#### [Estratto del documento]
Altro buon esercizio, nell’ascolto, è comprendere in che modo chi parla ordina la struttura logica della frase. Per esempio, c’è chi afferma subito il proprio concetto, e c’è chi non può fare a meno di una premessa. C’è chi espone la causa prima dell’effetto, «c’era traffico, e siamo arrivati tardi», e chi il contrario, «siamo arrivati tardi perché c’era traffico». C’è chi quando presenta un progetto ne elenca subito (a volte soltanto) i vantaggi, e chi invece ne illustra prima i punti deboli, lasciando ai benefici l’onore della conclusione. Riconoscere come l’altra persona struttura la frase ci rende più facile avvicinarci nel dialogo.
Il linguaggio esclusivo: come gestirlo con buone domande
Guardando dentro la parola “ascolto” troviamo anche idee per fare buone domande.
Domande e ascolto: uovo o gallina? Son le domande che attivano l’ascolto o è la predisposizione all’ascolto che ci spinge a fare domande, anziché inchiodare affermazioni, esclamazioni, sentenze?
Fare buone domande è un modo gentile e inclusivo di concepire le relazioni interpersonali. Una leadership che deriva dal porre buone domande vale in moltissimi ambiti professionali, dal giornalismo all’investigazione, dalla psicoterapia alla vendita, dalla politica alla didattica, alla medicina. Le buone domande scavano, ricercano, fanno sorgere dubbi, e quindi consapevolezza di certe complessità.
Porre domande è un buon modo anche per depotenziare, e se possibile reindirizzare, molte espressioni tipiche dell’arroganza, del bullismo irrispettoso e discriminatorio, dell’esclusione.
Per esempio, nelle frasi
- Tutti sanno che gli uomini sono…
- Tutti sanno che le donne sono…
c’è un soggetto non specifico, tutti, che evidenzia una generalizzazione. Facendo alcune domande, possiamo risalire – e indurre chi parla così a fare lo stesso – all’esperienza originaria della persona, attraverso la domanda Chi, precisamente, sa che…?
La risposta permetterà di risalire a una o più persone specifiche alle quali chi parla si riferisce, riducendo quindi la generalizzazione. Oppure la spingerà a rivedere certe convinzioni.
Situazioni simili
- Gli africani … Sicuri che proprio tutti gli africani…?
- L’hanno assunto perché è disabile > Pensi che se mi procuro una disabilità assumano pure me?
- Mai fidarsi degli omosessuali. > Proprio neanche una volta ti sei fidato di una persona con un orientamento sessuale differente dal tuo?

#### [Informazioni estratte]
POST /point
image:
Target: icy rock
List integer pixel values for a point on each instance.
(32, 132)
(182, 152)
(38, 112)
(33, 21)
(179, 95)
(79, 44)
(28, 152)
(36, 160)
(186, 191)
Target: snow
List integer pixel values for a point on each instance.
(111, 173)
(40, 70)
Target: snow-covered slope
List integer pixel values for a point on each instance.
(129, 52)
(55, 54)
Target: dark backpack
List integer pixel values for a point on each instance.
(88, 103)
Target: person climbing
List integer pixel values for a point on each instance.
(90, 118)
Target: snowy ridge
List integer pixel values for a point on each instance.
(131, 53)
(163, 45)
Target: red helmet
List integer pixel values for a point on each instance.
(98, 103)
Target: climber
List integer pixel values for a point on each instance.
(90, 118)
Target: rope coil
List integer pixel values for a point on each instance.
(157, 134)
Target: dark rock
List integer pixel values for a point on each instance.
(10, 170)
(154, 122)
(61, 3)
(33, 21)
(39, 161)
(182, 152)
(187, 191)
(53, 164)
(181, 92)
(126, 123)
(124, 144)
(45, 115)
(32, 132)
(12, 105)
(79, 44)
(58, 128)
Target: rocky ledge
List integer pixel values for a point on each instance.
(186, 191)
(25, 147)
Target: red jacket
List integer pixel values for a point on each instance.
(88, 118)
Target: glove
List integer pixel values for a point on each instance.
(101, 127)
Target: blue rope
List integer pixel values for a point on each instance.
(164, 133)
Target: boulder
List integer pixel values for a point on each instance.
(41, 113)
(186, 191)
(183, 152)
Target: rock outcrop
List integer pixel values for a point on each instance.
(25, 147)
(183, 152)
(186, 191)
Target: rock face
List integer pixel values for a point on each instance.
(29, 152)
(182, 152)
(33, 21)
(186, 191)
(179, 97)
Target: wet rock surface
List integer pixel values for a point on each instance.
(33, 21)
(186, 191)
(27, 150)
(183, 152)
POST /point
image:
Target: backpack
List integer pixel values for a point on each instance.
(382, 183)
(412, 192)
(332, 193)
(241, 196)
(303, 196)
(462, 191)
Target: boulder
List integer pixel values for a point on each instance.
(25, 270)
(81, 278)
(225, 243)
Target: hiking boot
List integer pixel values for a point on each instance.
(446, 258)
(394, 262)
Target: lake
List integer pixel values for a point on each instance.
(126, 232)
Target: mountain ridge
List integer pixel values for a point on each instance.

#### [Cosa fare]
Secondo l'estratto, quale domanda permette di risalire all'esperienza originaria di chi afferma «Tutti sanno che…»? I record non hanno alcun ruolo in questo compito.

#### [Risposta all'esercizio]
La domanda «Chi, precisamente, sa che…?».